**WHAT IS NEEDED**: How many lines in the material below contain the string "bbox"? Reply with the number alone.

**INFORMATION GIVEN**:
'''

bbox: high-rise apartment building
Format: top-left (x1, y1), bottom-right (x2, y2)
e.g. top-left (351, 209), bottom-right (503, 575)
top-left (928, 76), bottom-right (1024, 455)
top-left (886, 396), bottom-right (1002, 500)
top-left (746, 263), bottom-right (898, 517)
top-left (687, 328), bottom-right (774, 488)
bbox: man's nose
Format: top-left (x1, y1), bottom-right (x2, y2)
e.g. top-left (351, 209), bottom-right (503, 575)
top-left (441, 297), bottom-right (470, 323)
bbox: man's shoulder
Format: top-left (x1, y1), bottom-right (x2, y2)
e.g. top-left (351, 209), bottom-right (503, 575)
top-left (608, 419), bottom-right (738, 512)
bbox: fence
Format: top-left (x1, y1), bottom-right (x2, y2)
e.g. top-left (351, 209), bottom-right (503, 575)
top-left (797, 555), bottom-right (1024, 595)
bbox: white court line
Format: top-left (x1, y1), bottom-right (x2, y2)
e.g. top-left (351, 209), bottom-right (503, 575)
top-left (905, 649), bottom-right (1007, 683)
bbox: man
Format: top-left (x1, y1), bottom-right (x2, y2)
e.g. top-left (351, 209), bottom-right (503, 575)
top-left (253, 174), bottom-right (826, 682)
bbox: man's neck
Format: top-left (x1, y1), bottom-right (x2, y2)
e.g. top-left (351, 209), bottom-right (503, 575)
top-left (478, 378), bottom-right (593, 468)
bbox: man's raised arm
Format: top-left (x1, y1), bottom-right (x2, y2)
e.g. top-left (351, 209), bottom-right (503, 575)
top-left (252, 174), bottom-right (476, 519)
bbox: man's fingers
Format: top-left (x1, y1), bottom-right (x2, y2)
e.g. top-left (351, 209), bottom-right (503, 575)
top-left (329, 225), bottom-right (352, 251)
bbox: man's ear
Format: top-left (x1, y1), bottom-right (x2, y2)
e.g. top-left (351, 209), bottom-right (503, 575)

'''

**OUTPUT BELOW**: 10